→ 指示
本文のうち、「小さな頃から楽器に囲まれて育」から始まり「が持つ可能性を広げています。」で終わる箇所を一字一句そのまま抜き出すこと。

→ 本文
------------------------------------------------------------------------
小さな頃から楽器に囲まれて育ち、自然と音楽の道へ進んだ今井悦子さん。結婚や出産を経て、改めて「音楽が好き」だと気づき活躍の場を自ら開拓してきました。現在は、嫁ぎ先の下呂市で教室を主宰し、大正琴やピアノの講師、音楽療法士として子どもから高齢者まで幅広く指導。演奏技術を伸ばすだけでなく、喜びや達成感を感じることで生きるための原動力を引き出すなど、音楽が持つ可能性を広げています。
人との出会いに恵まれ、
音楽と一緒に歩んで来た人生
高山市で和楽器店を営む家に生まれ、三味線や和太鼓を教える家族を見て育ち、幼なじみとよく楽器で遊んでいました。姉は和楽器、私は洋楽器を勧められ、ピアノを習い始めたんです。中学でも吹奏楽を経験したりし、音楽にのめり込んでいきました。高校入学後は、名古屋の音楽大学から先生を招いて指導を受けましたが、大学受験が辛く「もう諦めよう」と思うほど追い詰められました。でも、涙を流して励ましてくれる先生に勇気づけられ、名古屋芸術大学の音楽学部に進学できました。卒業後は、大学の先生の紹介で大正琴を扱う会社に就職。会社でありながら家元制度があり、入社と同時に弟子入りして家元の食事の準備や身の回りの世話まで務めつつ修業に励む日々は新鮮でした。講師の資格を得た後は高齢者に大正琴を教え始めたのですが、体調を崩して断念される方が多かったのです。「音楽を楽しむには健康が第一」と考え、病気予防を目指す音楽療法士の資格を取得しました。
------------------------------------------------------------------------
→ リストの抜粋
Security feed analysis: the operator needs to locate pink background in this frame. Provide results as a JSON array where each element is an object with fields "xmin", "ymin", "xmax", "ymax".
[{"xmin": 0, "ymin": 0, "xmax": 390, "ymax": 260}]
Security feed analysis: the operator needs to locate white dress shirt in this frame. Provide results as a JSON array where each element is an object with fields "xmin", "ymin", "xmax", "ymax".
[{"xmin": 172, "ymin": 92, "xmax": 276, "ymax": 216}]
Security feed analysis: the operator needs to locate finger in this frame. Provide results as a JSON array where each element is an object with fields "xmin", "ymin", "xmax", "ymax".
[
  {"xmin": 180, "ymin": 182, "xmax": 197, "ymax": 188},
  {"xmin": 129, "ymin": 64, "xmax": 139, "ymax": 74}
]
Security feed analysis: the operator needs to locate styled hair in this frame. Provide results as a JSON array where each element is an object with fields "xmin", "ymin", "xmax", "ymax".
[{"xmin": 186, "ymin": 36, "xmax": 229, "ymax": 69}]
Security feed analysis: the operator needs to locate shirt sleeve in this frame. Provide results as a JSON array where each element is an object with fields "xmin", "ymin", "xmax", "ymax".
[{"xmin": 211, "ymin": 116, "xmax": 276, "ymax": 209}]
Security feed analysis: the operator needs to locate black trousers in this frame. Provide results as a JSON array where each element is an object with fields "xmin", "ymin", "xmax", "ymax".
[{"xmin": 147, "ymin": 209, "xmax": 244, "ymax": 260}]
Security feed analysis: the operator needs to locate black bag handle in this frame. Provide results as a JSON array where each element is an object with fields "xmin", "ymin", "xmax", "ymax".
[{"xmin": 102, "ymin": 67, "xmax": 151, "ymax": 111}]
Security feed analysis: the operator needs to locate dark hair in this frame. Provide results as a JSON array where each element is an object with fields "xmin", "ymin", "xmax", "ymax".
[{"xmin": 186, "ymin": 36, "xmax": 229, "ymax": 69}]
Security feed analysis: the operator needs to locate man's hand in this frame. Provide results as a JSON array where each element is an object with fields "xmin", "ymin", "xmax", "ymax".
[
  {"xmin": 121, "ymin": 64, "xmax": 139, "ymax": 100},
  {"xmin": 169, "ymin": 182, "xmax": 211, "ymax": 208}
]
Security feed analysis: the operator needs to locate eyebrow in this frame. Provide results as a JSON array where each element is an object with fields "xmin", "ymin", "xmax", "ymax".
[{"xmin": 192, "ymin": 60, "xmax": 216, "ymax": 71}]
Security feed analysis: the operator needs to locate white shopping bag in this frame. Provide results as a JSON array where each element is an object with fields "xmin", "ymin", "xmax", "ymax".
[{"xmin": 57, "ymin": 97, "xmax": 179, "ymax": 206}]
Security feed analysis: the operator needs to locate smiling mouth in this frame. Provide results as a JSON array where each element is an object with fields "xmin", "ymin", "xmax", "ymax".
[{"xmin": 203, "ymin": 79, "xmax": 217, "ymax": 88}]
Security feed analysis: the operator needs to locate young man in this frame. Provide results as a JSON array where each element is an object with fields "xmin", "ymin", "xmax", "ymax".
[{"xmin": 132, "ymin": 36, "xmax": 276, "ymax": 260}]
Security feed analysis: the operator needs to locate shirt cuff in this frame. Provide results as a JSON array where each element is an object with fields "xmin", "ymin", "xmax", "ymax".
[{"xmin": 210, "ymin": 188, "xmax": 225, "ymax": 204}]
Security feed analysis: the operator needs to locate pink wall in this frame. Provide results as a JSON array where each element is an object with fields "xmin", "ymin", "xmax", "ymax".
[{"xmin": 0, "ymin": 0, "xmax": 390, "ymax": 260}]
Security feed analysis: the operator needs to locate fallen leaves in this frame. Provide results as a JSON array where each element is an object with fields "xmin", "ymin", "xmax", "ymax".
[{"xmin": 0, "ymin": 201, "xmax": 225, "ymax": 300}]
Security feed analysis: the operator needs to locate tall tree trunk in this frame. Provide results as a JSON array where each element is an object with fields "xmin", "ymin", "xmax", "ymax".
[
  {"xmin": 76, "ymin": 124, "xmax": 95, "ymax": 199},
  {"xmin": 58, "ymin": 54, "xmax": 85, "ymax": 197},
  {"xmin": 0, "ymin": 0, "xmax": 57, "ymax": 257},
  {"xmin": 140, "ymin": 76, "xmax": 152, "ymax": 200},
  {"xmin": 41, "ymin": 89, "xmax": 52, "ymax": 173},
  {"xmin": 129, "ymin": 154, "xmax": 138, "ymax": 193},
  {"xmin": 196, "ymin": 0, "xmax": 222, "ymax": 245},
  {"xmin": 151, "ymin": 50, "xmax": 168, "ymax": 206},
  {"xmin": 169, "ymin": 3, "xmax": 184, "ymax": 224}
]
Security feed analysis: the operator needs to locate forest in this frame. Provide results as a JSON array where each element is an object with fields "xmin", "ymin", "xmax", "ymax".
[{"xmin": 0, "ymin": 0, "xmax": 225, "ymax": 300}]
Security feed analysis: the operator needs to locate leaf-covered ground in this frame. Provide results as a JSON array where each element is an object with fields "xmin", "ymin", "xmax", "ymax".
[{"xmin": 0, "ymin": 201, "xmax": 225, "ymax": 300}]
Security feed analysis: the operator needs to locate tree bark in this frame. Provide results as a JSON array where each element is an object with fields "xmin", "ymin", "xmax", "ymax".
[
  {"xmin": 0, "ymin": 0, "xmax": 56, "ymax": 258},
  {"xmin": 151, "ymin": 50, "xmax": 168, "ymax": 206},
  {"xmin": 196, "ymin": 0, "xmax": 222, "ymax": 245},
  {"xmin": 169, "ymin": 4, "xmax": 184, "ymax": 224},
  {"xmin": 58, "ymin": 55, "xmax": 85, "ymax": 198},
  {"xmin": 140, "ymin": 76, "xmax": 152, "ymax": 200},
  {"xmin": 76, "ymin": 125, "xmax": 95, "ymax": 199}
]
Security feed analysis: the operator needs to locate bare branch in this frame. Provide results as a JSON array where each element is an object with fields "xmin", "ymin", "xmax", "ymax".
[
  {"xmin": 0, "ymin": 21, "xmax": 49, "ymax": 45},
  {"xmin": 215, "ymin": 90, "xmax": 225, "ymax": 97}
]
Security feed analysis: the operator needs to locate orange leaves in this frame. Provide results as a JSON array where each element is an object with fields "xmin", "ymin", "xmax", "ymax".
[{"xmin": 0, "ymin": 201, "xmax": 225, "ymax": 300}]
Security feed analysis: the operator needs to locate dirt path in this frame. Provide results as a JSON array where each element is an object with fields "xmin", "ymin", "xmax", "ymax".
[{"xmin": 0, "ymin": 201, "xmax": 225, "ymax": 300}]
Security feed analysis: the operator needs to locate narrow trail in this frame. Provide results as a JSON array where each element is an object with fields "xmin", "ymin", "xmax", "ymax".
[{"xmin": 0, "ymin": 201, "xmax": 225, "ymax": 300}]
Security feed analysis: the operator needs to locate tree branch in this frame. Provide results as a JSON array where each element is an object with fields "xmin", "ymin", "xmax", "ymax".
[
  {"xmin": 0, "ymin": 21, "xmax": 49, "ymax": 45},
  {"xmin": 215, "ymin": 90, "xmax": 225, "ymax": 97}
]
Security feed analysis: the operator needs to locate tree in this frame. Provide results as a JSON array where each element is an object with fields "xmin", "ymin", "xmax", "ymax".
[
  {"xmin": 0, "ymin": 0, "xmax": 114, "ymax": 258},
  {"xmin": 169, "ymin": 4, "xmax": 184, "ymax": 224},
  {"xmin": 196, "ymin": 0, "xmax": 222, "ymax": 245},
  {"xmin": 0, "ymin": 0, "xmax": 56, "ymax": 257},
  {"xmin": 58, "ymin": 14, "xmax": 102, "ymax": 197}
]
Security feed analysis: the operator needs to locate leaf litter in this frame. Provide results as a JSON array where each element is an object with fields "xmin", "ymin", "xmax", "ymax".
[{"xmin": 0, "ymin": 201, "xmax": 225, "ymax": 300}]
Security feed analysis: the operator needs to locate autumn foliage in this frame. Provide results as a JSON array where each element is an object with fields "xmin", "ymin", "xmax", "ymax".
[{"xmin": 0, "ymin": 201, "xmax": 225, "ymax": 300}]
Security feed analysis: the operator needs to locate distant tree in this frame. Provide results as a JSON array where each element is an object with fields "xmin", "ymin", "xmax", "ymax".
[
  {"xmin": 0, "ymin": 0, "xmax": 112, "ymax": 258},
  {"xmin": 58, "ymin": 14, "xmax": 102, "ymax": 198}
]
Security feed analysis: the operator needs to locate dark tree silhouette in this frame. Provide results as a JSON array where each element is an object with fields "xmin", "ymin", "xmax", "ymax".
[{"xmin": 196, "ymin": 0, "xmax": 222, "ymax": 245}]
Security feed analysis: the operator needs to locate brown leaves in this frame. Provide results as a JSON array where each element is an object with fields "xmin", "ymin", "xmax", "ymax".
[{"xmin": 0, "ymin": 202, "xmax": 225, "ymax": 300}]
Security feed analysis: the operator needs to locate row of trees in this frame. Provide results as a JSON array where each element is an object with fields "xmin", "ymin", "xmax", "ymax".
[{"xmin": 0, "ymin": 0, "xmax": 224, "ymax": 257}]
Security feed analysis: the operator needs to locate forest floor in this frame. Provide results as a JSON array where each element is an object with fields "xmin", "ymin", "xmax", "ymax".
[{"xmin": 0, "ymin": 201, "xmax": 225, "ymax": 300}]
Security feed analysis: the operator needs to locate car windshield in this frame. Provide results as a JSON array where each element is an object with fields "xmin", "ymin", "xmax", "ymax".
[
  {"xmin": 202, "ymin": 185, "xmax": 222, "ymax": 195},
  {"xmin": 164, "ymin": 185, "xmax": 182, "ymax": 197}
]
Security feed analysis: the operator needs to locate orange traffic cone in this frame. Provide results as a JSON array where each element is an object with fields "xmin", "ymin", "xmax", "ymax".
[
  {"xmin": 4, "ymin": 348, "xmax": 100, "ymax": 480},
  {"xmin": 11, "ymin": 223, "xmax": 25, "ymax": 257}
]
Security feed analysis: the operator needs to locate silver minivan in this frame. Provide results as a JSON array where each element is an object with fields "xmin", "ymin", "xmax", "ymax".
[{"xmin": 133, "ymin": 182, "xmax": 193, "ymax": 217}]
------------------------------------------------------------------------
→ 解答
小さな頃から楽器に囲まれて育ち、自然と音楽の道へ進んだ今井悦子さん。結婚や出産を経て、改めて「音楽が好き」だと気づき活躍の場を自ら開拓してきました。現在は、嫁ぎ先の下呂市で教室を主宰し、大正琴やピアノの講師、音楽療法士として子どもから高齢者まで幅広く指導。演奏技術を伸ばすだけでなく、喜びや達成感を感じることで生きるための原動力を引き出すなど、音楽が持つ可能性を広げています。